(Short task) Copy out each line of the rows below, keeping every character the same.

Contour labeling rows
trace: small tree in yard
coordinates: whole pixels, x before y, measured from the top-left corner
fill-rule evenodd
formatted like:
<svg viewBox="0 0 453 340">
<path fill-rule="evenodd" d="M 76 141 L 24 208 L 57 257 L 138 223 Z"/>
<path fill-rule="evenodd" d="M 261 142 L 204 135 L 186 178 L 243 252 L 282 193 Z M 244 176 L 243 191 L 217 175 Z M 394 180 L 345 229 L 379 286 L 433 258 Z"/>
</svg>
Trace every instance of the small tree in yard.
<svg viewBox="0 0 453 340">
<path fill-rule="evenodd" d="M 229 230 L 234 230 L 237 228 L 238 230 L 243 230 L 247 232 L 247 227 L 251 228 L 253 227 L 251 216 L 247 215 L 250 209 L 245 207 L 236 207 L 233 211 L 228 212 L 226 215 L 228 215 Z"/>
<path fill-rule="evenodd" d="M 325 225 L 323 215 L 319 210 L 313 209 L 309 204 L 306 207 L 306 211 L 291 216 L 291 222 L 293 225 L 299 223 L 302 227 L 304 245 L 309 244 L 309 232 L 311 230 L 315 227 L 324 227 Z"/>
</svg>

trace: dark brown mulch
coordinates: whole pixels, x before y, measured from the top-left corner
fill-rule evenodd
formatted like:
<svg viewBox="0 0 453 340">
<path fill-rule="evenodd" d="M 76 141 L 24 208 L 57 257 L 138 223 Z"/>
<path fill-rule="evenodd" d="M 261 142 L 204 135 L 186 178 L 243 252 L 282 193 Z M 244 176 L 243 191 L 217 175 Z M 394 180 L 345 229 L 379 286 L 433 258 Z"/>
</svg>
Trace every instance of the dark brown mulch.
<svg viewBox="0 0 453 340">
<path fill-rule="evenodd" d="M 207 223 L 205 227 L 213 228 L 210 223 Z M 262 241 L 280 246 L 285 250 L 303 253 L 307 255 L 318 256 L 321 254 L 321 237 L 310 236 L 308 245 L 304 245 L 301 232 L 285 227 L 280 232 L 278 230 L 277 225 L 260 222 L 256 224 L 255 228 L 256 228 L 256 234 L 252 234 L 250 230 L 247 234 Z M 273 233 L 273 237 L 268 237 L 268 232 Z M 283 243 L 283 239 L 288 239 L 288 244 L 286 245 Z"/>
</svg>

(Completed task)
trace: small tree in yard
coordinates: whole pixels, x before y, measured from the top-left corner
fill-rule evenodd
formatted like:
<svg viewBox="0 0 453 340">
<path fill-rule="evenodd" d="M 76 141 L 24 208 L 57 257 L 138 223 Z"/>
<path fill-rule="evenodd" d="M 261 142 L 204 135 L 186 178 L 243 252 L 282 193 Z M 244 176 L 243 191 L 217 175 Z M 394 180 L 345 229 L 379 286 L 433 258 Z"/>
</svg>
Trace every instance of the small tree in yard.
<svg viewBox="0 0 453 340">
<path fill-rule="evenodd" d="M 229 230 L 234 230 L 237 228 L 238 230 L 243 230 L 247 232 L 247 227 L 251 228 L 253 227 L 251 216 L 247 215 L 250 209 L 245 207 L 236 207 L 233 211 L 228 212 L 226 215 L 228 215 Z"/>
<path fill-rule="evenodd" d="M 325 225 L 323 215 L 319 210 L 313 209 L 309 204 L 306 207 L 306 211 L 291 216 L 291 222 L 293 225 L 299 223 L 302 227 L 304 245 L 309 244 L 309 232 L 311 230 L 315 227 L 324 227 Z"/>
</svg>

trace: dark brown mulch
coordinates: whole pixels, x before y, measured from the top-left corner
fill-rule evenodd
formatted like:
<svg viewBox="0 0 453 340">
<path fill-rule="evenodd" d="M 76 141 L 24 208 L 57 257 L 138 223 Z"/>
<path fill-rule="evenodd" d="M 261 142 L 204 135 L 186 178 L 243 252 L 282 193 Z M 244 176 L 243 191 L 217 175 Z M 394 180 L 345 229 L 379 286 L 433 258 Z"/>
</svg>
Trace every instance of the dark brown mulch.
<svg viewBox="0 0 453 340">
<path fill-rule="evenodd" d="M 207 223 L 205 227 L 213 228 L 210 223 Z M 262 241 L 280 246 L 285 250 L 303 253 L 307 255 L 318 256 L 321 254 L 321 237 L 310 236 L 308 245 L 304 245 L 301 232 L 285 227 L 280 232 L 278 230 L 277 225 L 260 222 L 256 224 L 255 228 L 256 228 L 256 234 L 252 234 L 250 230 L 247 234 Z M 273 233 L 273 237 L 268 237 L 268 232 Z M 283 243 L 283 239 L 288 239 L 288 244 L 286 245 Z"/>
</svg>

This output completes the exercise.